▶ [Records to use]
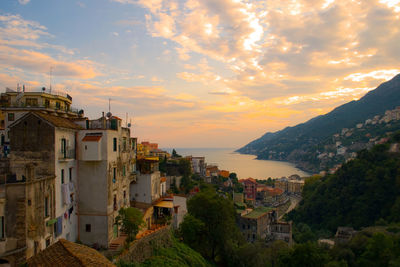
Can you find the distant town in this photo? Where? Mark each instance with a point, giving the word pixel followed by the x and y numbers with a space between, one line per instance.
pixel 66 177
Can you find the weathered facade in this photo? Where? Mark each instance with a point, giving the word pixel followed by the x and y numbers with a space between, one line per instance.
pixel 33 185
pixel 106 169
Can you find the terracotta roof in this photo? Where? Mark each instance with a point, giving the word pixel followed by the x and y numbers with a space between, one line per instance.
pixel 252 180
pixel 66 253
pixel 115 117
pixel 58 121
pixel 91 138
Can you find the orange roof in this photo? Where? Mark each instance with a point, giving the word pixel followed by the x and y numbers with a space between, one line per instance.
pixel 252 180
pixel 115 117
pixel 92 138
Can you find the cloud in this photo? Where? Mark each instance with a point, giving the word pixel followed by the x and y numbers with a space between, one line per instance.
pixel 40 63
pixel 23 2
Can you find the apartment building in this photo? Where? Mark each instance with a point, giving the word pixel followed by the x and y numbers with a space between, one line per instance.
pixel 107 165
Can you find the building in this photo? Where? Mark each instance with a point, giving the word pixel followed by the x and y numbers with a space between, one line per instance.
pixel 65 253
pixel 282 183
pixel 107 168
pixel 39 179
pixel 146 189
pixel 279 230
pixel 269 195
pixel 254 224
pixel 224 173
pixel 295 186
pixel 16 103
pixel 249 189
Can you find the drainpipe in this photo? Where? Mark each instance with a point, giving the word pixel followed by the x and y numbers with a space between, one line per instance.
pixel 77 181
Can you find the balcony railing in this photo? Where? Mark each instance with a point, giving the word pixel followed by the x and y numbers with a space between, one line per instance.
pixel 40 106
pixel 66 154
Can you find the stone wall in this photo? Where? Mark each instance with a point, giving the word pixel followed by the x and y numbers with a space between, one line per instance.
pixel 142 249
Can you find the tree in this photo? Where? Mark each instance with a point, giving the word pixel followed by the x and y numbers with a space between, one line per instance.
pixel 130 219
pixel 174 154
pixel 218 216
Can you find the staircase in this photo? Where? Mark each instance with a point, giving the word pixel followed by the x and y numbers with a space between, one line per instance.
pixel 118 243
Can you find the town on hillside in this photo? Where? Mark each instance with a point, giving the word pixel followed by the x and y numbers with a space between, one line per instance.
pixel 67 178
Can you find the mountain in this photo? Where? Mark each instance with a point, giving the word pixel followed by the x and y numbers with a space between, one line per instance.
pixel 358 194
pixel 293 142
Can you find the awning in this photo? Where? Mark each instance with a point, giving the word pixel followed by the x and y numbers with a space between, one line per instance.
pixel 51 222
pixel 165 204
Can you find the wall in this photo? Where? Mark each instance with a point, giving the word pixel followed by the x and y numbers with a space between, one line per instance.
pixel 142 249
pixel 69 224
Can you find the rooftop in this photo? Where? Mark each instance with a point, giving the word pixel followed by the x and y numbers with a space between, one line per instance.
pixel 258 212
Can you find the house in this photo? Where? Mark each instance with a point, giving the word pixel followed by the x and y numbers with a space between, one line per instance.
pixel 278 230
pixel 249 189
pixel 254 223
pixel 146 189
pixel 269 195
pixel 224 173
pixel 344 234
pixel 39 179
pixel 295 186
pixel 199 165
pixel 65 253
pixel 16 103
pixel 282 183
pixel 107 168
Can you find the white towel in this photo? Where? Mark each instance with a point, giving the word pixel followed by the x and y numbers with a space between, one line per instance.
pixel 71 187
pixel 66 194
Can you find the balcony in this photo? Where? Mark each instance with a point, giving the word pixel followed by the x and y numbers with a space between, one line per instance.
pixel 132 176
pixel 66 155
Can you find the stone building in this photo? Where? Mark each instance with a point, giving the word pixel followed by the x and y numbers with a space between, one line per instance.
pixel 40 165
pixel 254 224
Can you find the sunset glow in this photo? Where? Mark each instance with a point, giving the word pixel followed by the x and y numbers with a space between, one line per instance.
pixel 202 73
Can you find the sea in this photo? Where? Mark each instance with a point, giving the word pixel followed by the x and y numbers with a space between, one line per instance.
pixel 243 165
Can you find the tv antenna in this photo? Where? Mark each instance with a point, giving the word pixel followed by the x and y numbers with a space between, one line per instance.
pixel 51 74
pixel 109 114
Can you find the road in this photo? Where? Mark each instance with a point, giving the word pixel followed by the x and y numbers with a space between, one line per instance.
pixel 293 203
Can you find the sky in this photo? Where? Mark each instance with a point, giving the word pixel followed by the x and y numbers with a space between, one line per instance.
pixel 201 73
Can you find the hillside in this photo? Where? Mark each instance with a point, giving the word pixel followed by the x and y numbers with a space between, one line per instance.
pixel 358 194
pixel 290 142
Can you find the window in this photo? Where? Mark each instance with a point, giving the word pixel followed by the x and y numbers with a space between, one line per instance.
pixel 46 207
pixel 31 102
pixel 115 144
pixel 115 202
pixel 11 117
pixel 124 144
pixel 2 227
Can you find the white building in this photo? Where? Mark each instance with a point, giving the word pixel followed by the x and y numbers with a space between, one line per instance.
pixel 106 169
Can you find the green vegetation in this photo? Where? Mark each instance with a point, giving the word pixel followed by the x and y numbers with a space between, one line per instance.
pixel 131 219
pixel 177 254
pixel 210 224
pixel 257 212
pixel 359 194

▶ [Exercise]
Could you write out all of the records above word for word, leaving out the pictures?

▶ [Full solution]
Can you find the distant town in this photo? Where? Mark each instance with a point, giving the word pixel followed by the x and y numbers with a space between, one line per instance.
pixel 66 177
Can you find the weathered facade in this photo? Where? Mark each instance with a point, giving the word pixel followed by the x and y numbers with a space between, one line per instance.
pixel 33 185
pixel 106 169
Can you find the terracotta roof in this photo? Where? Mark each instance with a point, giving the word pixel followed by the x and y numbers with a space between, one line per instance.
pixel 252 180
pixel 66 253
pixel 115 117
pixel 58 121
pixel 91 138
Can you find the orange roof in this photo? Where? Mark each instance with a point, giving the word pixel followed by the x and y numbers with a space between, one line per instance.
pixel 252 180
pixel 115 117
pixel 92 138
Can you find the cloud in this photo? Where? Mark each instance with a point, giving the word pixel followed by the x and y numbers with a space between, one line per instance.
pixel 40 63
pixel 23 2
Can you find the apartment building in this photo? Where? Mark each instance with a point, giving the word pixel followed by the x and y numbers with a space between, one line per instance.
pixel 107 165
Can you find the building in this photo? Where? Mark each instance with a point, giving the word pixel followed by the x and y numbers with a space between, one line per instance.
pixel 65 253
pixel 282 183
pixel 107 168
pixel 39 179
pixel 146 189
pixel 279 230
pixel 269 195
pixel 254 224
pixel 224 173
pixel 295 186
pixel 16 103
pixel 249 189
Can you find the drainpipe in this photo? Where? Mark each instance with a point, giving the word pixel followed by the x and y numbers with a space between, one line per instance.
pixel 77 181
Can you find the balcony railing in this photo? Where? Mark each instance with a point, giving the word pixel followed by the x and y numbers with a space between, one line per instance.
pixel 40 106
pixel 66 154
Can you find the stone wall in this photo? Where? Mark each instance with a point, giving the word pixel followed by the x and y numbers with a space between, one line per instance.
pixel 142 249
Can you find the tree in this photo? Where? Mark each instance with a point, giving the word pixel followed by the x and y numbers with a space between, one line per instance.
pixel 130 219
pixel 174 154
pixel 218 216
Can you find the staircase in this photo? Where? Mark each instance with a point, giving the word pixel followed by the x and y numbers with a space between, one line per instance.
pixel 118 243
Can you find the town on hillside in this photo? Where? Mark each instance with a point, giving the word pixel followed by the x and y numbers with a space between, one line per instance.
pixel 67 178
Can you find the mountain in this photo? Where? Mark each instance with a point, giving the word pixel followed by the x and y numbers with a space between, one line per instance.
pixel 358 194
pixel 293 142
Can you find the awning in this photo? Where? Mark each instance with a point, giving the word pixel followed by the x and y numbers with a space between, one line per instance.
pixel 51 222
pixel 165 204
Can you find the wall in this photo? Where? Mark each instance with a point, giving the word pixel followed by the x and y numbers with a space between, one line per instance.
pixel 142 249
pixel 69 224
Can you find the rooftop in this photo? Where? Mark each instance with a point, giving the word pixel followed by the x and y numbers with a space between, one line per instance.
pixel 258 212
Can you find the house in this photo? Where? Mark each instance with a point, giving the word pixel followed by the x and y numbers with a space between, one line per instance.
pixel 278 230
pixel 249 189
pixel 254 223
pixel 146 189
pixel 269 195
pixel 224 173
pixel 344 234
pixel 39 179
pixel 295 186
pixel 199 165
pixel 65 253
pixel 16 103
pixel 282 183
pixel 107 168
Can you find the white towel in this photo? Where? Mark each instance with a point, giving the word pixel followed by the x and y numbers with a space between, one line per instance.
pixel 71 187
pixel 66 194
Can you find the balcony in this photo? Where? Mark each instance with a point, giving the word pixel followed by the x and y numbers with a space between, one line per instance.
pixel 132 176
pixel 66 155
Can you find the stone building in this photo? Where? Mark each instance with a point, giving the word pixel followed by the x and y numbers with a space between, one line per instance.
pixel 40 165
pixel 254 224
Can you find the sunset glow in this photo? Where? Mark each instance with a point, giving the word pixel followed by the x and y numbers with a space between, one line per instance.
pixel 202 73
Can you find the sea in this photo? Where? Mark each instance with a point, giving the word pixel followed by the x and y numbers with a space between, one line per instance.
pixel 243 165
Can you find the tv antenna in this photo? Where? Mark each instance with a point, giving the word pixel followed by the x and y numbers with a space between, one line per instance.
pixel 51 74
pixel 109 114
Can you find the road in this photo? Where? Mark each instance with a point, giving the word pixel followed by the x and y numbers with a space between, one line per instance.
pixel 293 203
Can you find the sky in this photo? Where? Mark each instance with a point, giving the word pixel followed by the x and y numbers with a space between, one line per instance.
pixel 201 73
Can you find the hillside in this photo? Where? Mark each instance with a point, giving the word pixel followed by the x and y numbers with a space between, one line per instance.
pixel 358 194
pixel 290 142
Can you find the window in this photo? Where? Mark each instance with a point, giving the word pixel followed by the x and y numbers with a space between, one line per instance.
pixel 46 207
pixel 31 102
pixel 115 144
pixel 115 202
pixel 11 117
pixel 124 144
pixel 2 227
Can you find the white building in this photo? Where? Mark each instance with a point, giving the word pixel followed by the x and y numbers with a space between, one line per instance.
pixel 106 169
Can you find the green vegetation in this photo? Where? Mark each instance with a point, giving the word pixel followed by the x and y numbers with a space between, one line per instance.
pixel 131 219
pixel 177 254
pixel 210 224
pixel 257 212
pixel 359 194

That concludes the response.